[Problem to solve] Copy out every one of the entries below without changing a word.

[Supplied data]
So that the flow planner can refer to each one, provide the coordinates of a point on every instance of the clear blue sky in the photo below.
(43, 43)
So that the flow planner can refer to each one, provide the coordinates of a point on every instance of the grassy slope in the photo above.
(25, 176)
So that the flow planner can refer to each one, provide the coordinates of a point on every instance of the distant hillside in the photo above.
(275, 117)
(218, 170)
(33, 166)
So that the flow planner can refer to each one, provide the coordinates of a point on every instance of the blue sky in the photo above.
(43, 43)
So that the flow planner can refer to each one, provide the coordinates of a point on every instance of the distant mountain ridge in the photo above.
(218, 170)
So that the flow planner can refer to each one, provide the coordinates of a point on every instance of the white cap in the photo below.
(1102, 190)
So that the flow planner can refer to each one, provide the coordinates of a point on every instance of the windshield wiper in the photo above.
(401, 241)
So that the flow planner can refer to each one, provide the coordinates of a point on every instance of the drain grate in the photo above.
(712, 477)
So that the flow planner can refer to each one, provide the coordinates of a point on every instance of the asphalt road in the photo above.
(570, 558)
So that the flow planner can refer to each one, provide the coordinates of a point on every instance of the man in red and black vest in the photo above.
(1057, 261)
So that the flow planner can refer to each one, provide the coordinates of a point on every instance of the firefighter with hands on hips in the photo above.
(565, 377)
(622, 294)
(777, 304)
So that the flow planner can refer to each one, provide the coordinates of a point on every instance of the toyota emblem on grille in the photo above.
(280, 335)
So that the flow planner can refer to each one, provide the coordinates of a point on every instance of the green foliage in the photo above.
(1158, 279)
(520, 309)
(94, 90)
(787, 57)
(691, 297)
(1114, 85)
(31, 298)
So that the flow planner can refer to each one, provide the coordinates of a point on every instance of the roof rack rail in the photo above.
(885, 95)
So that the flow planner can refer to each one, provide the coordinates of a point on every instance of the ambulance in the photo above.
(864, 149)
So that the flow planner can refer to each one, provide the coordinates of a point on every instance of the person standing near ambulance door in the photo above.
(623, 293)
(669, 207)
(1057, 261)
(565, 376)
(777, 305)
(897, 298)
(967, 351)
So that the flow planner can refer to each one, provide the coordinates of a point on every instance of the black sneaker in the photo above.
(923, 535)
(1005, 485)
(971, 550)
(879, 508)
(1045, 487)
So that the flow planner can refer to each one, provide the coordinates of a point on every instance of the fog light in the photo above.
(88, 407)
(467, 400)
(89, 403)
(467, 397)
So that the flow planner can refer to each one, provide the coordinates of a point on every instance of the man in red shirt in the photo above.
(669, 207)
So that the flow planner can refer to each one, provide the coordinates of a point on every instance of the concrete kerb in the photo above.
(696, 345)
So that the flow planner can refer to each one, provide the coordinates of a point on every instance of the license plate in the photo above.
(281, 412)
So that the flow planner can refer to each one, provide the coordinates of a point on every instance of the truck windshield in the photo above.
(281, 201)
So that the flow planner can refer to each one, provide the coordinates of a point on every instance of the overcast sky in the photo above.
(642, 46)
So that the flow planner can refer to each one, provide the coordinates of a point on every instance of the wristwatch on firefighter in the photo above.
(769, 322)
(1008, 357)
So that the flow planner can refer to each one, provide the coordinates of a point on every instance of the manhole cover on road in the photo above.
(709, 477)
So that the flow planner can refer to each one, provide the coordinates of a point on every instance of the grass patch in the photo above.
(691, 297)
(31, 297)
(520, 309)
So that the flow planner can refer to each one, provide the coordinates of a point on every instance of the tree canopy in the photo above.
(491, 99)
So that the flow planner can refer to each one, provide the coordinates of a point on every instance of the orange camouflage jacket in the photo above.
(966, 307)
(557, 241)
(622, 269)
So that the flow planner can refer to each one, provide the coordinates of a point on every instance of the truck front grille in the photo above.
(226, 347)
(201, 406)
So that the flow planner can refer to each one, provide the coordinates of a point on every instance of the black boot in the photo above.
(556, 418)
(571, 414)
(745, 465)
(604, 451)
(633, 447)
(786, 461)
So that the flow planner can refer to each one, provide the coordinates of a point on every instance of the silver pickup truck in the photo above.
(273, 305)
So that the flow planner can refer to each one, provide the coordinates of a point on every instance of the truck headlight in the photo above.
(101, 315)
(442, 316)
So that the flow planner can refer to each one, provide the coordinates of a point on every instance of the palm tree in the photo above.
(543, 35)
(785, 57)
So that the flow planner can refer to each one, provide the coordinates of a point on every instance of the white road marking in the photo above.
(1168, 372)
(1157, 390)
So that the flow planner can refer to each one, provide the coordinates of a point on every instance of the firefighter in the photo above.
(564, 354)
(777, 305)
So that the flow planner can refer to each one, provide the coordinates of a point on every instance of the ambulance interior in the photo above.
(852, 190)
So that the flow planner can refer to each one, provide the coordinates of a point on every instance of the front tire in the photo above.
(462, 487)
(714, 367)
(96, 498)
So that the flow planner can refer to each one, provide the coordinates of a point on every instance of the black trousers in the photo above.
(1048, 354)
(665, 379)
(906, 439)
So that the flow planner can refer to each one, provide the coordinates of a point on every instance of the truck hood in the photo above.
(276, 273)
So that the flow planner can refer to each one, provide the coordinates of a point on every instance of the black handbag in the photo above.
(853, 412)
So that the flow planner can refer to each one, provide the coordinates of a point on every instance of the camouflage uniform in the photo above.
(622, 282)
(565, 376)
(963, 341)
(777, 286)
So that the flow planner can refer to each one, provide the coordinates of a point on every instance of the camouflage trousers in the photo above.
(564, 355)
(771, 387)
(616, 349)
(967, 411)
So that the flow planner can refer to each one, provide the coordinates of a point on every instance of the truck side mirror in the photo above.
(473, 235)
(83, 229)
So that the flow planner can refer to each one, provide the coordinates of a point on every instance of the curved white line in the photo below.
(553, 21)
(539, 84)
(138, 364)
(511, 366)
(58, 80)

[Exercise result]
So that the flow planner can refer to each one, provide the coordinates of a point on every instance of the clear blue sky in the photo below.
(43, 43)
So that the flow planner can refer to each one, provide the coordinates of a point on every instance of the grassy slope in the photo above.
(25, 176)
So that the flow planner can refer to each one, provide the coordinates of a point on every instance of the distant hillside in the photo above.
(275, 117)
(218, 170)
(33, 166)
So that the flow planner can refer to each one, provide the coordinates of a point on every instance of the blue sky in the photo above.
(43, 43)
So that the flow planner can refer to each one, provide the coordinates of a point on every instance of the distant mountain ridge in the photo above.
(218, 170)
So that the flow planner can refer to each one, provide the coordinates of a point on every instance of the white cap in the photo below.
(1102, 190)
So that the flow planner can refer to each one, provide the coordinates of a point on every instance of the windshield wiper in the photo above.
(401, 241)
So that the flow planner can refer to each one, provide the coordinates of a point on every instance of the drain grate in the photo above.
(712, 477)
So that the flow planner can refer to each one, provide the coordinates of a point on every instance of the asphalt road in the photo above.
(570, 558)
So that the flow planner can refer to each one, provide the coordinates of a point on every instance of the man in red and black vest in the photo above.
(1057, 261)
So that the flow planner can refer to each one, provide the coordinates of a point on every instance of the firefighter with hands on hips in the photo above.
(565, 377)
(622, 294)
(777, 304)
So that the flow planner can refer to each one, provide the coordinates of a point on every instance of the toyota emblem on grille in the photo above.
(280, 335)
So that the flow planner can refer to each one, provide the coordinates of a point on every instance of the green foliage in the photo above.
(1158, 279)
(520, 309)
(94, 90)
(787, 57)
(691, 297)
(1114, 85)
(31, 298)
So that the flow planner can refer to each one, provide the coordinates of a point on every instance of the roof rack rail in the photo above.
(885, 95)
So that the flow planner can refer to each one, provide the coordinates of a point on every instance of the ambulance in the photo above.
(864, 149)
So that the flow planner can refer to each one, provide the coordinates of a point on every instance of the person standing near ambulance door in the photo above.
(623, 293)
(669, 207)
(1057, 261)
(565, 376)
(777, 305)
(897, 298)
(967, 351)
So that the flow planner can refer to each one, provide the coordinates of a point on every instance of the black sneaker in the photo above.
(923, 535)
(1005, 485)
(971, 550)
(879, 508)
(1045, 487)
So that the flow planner can refer to each one, provide the coordinates of a point on every instance of the fog light in the photo above.
(88, 407)
(467, 400)
(89, 403)
(467, 397)
So that the flow planner can refer to each one, provide the coordinates of a point on every instance of the man in red shirt in the photo above.
(669, 207)
So that the flow planner can refer to each one, provide the coordinates of a point on every instance of the concrete kerb in the photo above.
(696, 345)
So that the flow planner can refer to each one, provide the coordinates of a point on every instance of the license plate in the photo above.
(281, 412)
So that the flow planner can refer to each one, provide the coordinates of a point on every instance of the truck windshield in the photo above.
(281, 201)
So that the flow planner can refer to each one, provide the coordinates of a point on every instance of the overcast sky in the photo above.
(642, 46)
So that the flow planner can refer to each one, provide the coordinates of a point on every instance of the wristwatch on firefighter in the photo above.
(769, 322)
(1008, 357)
So that the flow planner can refer to each one, provide the coordinates of a point on every instance of the manhole cover on road in the photo above.
(709, 477)
So that the flow planner can refer to each one, provide the coordinates of a point on every instance of the grass patch in the photo above.
(691, 297)
(31, 297)
(520, 309)
So that the flow planner can refer to each one, provide the coordinates of a point on every instance of the tree canopy in the photo above.
(491, 99)
So that the flow planner can refer to each one, provide the coordinates of a point on every instance of the orange camouflage jacket in the photo above.
(966, 307)
(557, 241)
(622, 269)
So that the flow planner can refer to each one, provide the coordinates of a point on every instance of the truck front grille in the photo above.
(226, 347)
(201, 406)
So that the flow planner can refer to each one, provide the coordinates of a point on every instance of the black boot in the photo above.
(556, 418)
(571, 414)
(745, 465)
(604, 451)
(633, 447)
(786, 461)
So that the flow planner can refer to each one, provide the coordinates of a point on every instance of the silver pickup truck in the photo above.
(273, 305)
So that the flow planner can refer to each one, provide the coordinates of a point on every instance of the truck headlight in the photo above.
(101, 315)
(442, 316)
So that the flow planner can refer to each one, provide the coordinates of a point on every instance of the palm tree in the photo above.
(543, 35)
(785, 57)
So that the flow planner can refer to each one, provide the coordinates of a point on every instance of the white road marking in the photo above.
(1168, 372)
(1157, 390)
So that the flow planner can refer to each one, provide the coordinates of a point on every instance of the firefighter in the photo above.
(564, 354)
(777, 305)
So that the flow planner can refer to each one, provide the coordinates of a point on every instance of the ambulance interior in the photo above.
(852, 190)
So that the flow planner can refer to each one, provide the coordinates of a point on every instance of the front tire in the photo above.
(462, 487)
(714, 367)
(96, 498)
So that the flow planner can refer to each one, provide the coordinates of a point on every instance of the black trousers in the photo above.
(1048, 354)
(665, 379)
(906, 439)
So that the flow planner can refer to each one, provide the coordinates of a point on every instance of the truck hood in the photo above.
(276, 273)
So that the flow planner can refer to each one, provide the coordinates of a point on every instance of the black handbag in the photo above.
(853, 412)
So that the flow planner can refer to each one, provide the coordinates of a point on every instance of the camouflage uniform in the photo above.
(622, 282)
(565, 376)
(963, 341)
(777, 286)
So that the flow planner can refer to each one, provide the coordinates of a point on every instance of the camouflage trousers in the photo above.
(564, 355)
(771, 387)
(616, 349)
(967, 411)
So that the flow planner can refer to each one, provide the coordinates of a point on every instance of the truck side mirror in the photo above.
(473, 235)
(83, 229)
So that the flow planner can refer to each one, provide the coordinates of a point on every instance of the curved white line in the photo below.
(553, 21)
(539, 84)
(138, 364)
(511, 366)
(58, 80)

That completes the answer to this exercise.